WRITTEN INSTRUCTION:
Copy the data again, beginning at the line that has "Given the photograph below, this system identifies the headlight" and stopping after the line that has "1,239,62,250", but swap "concrete curb" for "stone curb" and leave everything else as it is.
━━━━
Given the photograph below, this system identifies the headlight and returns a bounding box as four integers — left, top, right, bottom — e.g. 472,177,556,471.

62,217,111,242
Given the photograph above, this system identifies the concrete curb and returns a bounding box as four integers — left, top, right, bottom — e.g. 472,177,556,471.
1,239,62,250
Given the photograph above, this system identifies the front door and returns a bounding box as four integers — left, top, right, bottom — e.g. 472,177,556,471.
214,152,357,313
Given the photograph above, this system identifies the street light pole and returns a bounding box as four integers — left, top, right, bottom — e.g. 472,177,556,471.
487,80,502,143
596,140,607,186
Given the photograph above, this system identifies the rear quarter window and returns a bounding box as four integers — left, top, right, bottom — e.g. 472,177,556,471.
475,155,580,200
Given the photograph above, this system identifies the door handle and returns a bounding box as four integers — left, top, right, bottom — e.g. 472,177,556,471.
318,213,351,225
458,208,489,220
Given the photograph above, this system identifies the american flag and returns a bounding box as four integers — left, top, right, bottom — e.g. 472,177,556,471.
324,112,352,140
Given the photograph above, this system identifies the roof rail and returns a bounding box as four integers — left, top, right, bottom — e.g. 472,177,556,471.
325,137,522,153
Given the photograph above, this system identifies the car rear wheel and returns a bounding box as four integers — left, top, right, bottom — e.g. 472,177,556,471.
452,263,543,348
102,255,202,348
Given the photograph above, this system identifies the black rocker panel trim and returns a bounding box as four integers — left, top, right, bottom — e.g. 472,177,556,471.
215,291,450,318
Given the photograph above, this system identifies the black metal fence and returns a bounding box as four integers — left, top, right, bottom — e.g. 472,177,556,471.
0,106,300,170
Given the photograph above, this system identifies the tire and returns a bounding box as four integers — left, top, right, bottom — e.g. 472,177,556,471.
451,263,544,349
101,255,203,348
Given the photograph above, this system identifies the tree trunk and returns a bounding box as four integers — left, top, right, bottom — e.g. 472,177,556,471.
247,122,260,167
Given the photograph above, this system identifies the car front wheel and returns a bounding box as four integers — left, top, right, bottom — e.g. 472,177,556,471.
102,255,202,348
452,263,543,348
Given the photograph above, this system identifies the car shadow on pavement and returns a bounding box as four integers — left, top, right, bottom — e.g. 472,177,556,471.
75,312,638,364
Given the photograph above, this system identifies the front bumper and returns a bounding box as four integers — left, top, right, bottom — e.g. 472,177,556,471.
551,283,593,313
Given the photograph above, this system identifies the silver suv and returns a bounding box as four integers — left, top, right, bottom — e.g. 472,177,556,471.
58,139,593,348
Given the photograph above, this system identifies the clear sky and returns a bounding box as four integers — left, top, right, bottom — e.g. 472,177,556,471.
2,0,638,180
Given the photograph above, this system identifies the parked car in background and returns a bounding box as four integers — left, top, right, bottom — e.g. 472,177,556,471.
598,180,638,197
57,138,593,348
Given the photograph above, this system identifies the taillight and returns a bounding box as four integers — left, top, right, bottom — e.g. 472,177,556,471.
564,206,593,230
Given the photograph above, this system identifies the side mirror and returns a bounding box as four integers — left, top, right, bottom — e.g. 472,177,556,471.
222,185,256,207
━━━━
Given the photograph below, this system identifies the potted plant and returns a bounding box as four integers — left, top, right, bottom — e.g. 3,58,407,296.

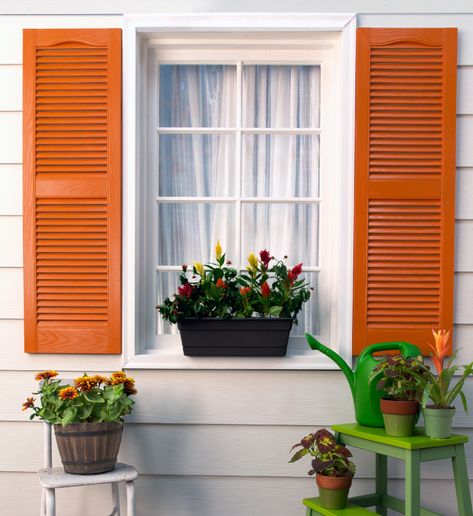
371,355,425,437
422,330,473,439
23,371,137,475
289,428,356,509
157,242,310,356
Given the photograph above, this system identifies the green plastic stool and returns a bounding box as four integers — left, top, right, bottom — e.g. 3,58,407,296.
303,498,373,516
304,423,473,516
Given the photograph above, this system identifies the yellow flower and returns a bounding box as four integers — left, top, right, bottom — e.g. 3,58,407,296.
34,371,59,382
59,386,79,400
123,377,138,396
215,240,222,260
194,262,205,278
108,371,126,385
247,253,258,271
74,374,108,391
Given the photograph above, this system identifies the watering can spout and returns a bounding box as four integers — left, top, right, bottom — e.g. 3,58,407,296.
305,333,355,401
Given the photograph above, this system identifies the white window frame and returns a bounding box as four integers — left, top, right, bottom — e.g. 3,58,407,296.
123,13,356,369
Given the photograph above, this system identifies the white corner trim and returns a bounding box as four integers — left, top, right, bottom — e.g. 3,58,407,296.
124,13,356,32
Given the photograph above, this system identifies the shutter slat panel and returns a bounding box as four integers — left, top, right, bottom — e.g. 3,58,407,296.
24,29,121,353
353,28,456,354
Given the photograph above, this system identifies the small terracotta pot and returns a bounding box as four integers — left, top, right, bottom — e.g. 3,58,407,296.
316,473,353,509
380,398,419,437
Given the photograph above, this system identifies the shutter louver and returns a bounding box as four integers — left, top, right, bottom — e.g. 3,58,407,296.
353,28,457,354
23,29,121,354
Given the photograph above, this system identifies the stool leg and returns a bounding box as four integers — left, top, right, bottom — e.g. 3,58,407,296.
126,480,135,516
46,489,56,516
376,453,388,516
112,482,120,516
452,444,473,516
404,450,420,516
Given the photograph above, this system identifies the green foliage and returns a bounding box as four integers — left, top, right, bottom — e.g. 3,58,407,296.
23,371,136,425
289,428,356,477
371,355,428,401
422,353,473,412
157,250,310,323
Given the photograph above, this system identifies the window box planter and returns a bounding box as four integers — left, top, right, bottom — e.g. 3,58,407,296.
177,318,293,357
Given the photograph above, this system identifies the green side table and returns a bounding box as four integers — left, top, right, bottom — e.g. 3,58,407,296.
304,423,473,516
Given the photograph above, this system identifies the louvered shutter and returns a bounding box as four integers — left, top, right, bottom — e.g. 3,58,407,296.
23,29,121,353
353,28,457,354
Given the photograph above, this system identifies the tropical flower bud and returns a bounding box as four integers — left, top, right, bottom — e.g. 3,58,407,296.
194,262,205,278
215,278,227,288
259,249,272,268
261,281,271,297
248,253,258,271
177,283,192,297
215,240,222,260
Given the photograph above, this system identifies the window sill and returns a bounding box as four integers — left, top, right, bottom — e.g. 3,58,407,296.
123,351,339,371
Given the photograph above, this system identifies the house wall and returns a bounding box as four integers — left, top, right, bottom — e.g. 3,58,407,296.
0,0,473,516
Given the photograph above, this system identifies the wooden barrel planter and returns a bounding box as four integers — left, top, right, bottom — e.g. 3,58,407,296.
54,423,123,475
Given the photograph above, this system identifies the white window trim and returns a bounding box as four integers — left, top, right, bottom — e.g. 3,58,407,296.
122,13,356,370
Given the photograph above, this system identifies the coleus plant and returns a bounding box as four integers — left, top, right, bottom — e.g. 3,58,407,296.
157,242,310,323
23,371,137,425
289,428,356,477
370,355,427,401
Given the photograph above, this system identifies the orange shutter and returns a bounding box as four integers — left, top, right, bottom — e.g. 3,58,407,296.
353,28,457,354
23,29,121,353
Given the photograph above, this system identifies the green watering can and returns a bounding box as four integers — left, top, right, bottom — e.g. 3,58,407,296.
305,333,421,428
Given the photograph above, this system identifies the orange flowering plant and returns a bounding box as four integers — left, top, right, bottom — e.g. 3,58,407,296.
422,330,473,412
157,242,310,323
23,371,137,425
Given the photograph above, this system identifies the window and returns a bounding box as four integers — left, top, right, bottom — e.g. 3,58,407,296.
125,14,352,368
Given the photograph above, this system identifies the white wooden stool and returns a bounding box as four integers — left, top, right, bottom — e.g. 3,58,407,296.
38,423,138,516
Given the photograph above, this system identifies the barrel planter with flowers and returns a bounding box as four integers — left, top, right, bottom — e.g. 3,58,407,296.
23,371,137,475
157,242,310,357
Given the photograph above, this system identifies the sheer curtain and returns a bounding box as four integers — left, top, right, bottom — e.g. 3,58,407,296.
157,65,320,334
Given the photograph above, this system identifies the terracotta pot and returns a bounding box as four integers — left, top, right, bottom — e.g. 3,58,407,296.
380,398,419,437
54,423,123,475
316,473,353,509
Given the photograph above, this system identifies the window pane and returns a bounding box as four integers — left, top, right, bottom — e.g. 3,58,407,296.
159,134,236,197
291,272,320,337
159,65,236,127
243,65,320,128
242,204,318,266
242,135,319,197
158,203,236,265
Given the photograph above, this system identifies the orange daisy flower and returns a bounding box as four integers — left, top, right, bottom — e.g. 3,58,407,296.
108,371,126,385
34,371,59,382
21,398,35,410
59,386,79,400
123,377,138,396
━━━━
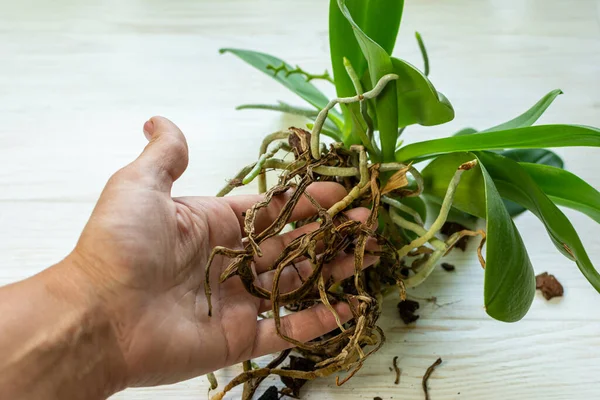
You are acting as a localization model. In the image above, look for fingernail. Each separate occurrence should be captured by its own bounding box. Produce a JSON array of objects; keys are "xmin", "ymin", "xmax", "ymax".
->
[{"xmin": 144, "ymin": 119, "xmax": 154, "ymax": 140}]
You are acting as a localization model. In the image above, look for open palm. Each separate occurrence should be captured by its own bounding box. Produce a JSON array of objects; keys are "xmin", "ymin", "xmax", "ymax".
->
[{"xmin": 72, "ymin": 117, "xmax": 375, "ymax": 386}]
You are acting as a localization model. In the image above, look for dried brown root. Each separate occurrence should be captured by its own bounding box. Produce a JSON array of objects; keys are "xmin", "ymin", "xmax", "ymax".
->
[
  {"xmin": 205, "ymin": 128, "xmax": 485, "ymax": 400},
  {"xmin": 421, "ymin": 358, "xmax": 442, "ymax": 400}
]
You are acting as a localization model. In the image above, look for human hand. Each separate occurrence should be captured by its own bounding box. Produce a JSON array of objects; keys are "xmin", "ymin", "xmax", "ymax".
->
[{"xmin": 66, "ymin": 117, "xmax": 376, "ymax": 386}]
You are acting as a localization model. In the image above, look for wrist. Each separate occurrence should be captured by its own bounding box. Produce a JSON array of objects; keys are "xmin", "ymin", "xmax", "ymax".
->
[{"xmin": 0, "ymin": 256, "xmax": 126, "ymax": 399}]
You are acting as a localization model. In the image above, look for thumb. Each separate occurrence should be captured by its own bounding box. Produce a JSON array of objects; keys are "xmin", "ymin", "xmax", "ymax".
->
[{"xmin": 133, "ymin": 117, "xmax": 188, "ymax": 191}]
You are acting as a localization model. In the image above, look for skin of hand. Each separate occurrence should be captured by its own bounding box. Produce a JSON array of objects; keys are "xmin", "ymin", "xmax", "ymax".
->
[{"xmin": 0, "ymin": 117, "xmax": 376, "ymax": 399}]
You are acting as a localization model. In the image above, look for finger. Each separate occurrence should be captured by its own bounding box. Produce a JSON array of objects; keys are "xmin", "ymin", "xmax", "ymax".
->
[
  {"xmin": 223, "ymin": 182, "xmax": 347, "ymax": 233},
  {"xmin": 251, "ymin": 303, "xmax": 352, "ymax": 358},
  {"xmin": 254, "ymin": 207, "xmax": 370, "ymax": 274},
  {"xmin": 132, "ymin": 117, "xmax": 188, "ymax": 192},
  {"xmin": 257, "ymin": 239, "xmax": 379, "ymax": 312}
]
━━━━
RESPONSE FOR THIS EXERCISE:
Given the photograph below, this system identifies the headlight and returns a bounding box as four integers — left, top, right, bottom — e.g. 472,177,556,471.

62,217,111,242
Given the photograph above, this system identifies the stone curb and returns a bounding box as four integers — left, top, right, bottom — e.g. 472,177,556,471.
1,239,62,250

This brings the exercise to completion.